§ **TASK TO CARRY OUT**
The records below should be copied in full, exactly as shown.

§ **SUPPLIED INFORMATION**

*** Begin section ***

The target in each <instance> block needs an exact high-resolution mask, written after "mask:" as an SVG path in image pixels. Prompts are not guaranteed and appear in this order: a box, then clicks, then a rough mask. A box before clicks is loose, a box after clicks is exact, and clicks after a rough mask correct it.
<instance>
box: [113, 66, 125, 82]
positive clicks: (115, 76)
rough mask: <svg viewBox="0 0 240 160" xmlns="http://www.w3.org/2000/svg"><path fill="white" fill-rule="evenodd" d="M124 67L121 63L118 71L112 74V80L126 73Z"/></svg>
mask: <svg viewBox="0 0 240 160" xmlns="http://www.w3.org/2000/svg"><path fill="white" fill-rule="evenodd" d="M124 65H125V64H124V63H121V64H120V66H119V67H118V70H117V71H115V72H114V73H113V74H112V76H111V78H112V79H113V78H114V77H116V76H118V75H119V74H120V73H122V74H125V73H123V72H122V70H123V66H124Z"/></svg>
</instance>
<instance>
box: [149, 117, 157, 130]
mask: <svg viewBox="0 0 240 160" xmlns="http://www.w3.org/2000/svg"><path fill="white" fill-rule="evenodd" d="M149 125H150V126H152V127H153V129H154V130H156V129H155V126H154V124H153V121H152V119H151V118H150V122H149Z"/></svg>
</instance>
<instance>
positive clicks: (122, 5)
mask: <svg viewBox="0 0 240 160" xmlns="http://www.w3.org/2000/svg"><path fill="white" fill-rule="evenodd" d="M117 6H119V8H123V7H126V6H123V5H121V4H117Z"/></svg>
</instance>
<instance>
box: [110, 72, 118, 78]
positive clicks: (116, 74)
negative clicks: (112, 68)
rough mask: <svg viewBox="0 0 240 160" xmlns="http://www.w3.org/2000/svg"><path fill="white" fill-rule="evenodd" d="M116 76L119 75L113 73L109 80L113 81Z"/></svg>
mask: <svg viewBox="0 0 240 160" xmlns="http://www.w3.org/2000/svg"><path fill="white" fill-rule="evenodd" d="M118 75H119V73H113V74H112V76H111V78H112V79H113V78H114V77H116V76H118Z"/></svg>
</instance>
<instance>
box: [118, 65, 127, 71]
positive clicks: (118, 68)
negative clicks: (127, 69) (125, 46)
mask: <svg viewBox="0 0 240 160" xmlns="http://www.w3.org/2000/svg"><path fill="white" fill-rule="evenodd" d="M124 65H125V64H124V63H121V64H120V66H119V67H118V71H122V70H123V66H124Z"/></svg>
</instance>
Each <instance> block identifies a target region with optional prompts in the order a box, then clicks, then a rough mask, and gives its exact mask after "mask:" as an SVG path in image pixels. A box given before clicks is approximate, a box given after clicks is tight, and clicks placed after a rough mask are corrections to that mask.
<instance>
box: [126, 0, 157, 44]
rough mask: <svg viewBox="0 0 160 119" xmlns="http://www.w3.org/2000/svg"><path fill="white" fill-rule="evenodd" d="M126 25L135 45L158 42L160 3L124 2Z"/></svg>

*** End section ***

§ **SOLUTION FOR THIS EXERCISE**
The target in each <instance> block needs an exact high-resolution mask, written after "mask:" as an SVG path in image pixels. Prompts are not guaranteed and appear in this order: a box, then clicks, then a rough mask. A box before clicks is loose, a box after clicks is exact, and clicks after a rough mask correct it.
<instance>
box: [113, 66, 125, 82]
positive clicks: (115, 76)
rough mask: <svg viewBox="0 0 240 160" xmlns="http://www.w3.org/2000/svg"><path fill="white" fill-rule="evenodd" d="M124 67L121 63L118 71L112 74V80L126 73Z"/></svg>
mask: <svg viewBox="0 0 240 160" xmlns="http://www.w3.org/2000/svg"><path fill="white" fill-rule="evenodd" d="M124 65H125V64H124V63H121V64H120V66H119V67H118V70H117V71H115V72H114V73H113V74H112V76H111V78H112V79H113V78H114V77H116V76H118V75H119V74H120V73H122V74H125V73H123V72H122V70H123V66H124Z"/></svg>
</instance>
<instance>
box: [149, 117, 157, 130]
mask: <svg viewBox="0 0 240 160" xmlns="http://www.w3.org/2000/svg"><path fill="white" fill-rule="evenodd" d="M149 125H150V126H152V127H153V129H154V130H156V129H155V126H154V124H153V121H152V119H151V118H150V122H149Z"/></svg>
</instance>
<instance>
positive clicks: (122, 5)
mask: <svg viewBox="0 0 240 160" xmlns="http://www.w3.org/2000/svg"><path fill="white" fill-rule="evenodd" d="M117 6H119V8H123V7H126V6H123V5H121V4H117Z"/></svg>
</instance>
<instance>
box: [110, 72, 118, 78]
positive clicks: (116, 74)
negative clicks: (112, 68)
rough mask: <svg viewBox="0 0 240 160" xmlns="http://www.w3.org/2000/svg"><path fill="white" fill-rule="evenodd" d="M116 76L119 75L113 73L109 80L113 81Z"/></svg>
mask: <svg viewBox="0 0 240 160" xmlns="http://www.w3.org/2000/svg"><path fill="white" fill-rule="evenodd" d="M118 75H119V73H113V74H112V76H111V78H112V79H113V78H114V77H116V76H118Z"/></svg>
</instance>
<instance>
box: [118, 65, 127, 71]
positive clicks: (118, 68)
negative clicks: (127, 69) (125, 46)
mask: <svg viewBox="0 0 240 160" xmlns="http://www.w3.org/2000/svg"><path fill="white" fill-rule="evenodd" d="M124 65H125V64H124V63H121V64H120V66H119V67H118V71H122V70H123V66H124Z"/></svg>
</instance>
Each <instance> block identifies a target region with optional prompts in the order a box, then clicks, then a rough mask, and gives its exact mask after "mask:" as an SVG path in image pixels. A box given before clicks is approximate, a box given after clicks is tight, and clicks placed after a rough mask are corrections to that mask.
<instance>
box: [126, 0, 157, 44]
rough mask: <svg viewBox="0 0 160 119" xmlns="http://www.w3.org/2000/svg"><path fill="white" fill-rule="evenodd" d="M126 25L135 45L158 42L160 3L124 2Z"/></svg>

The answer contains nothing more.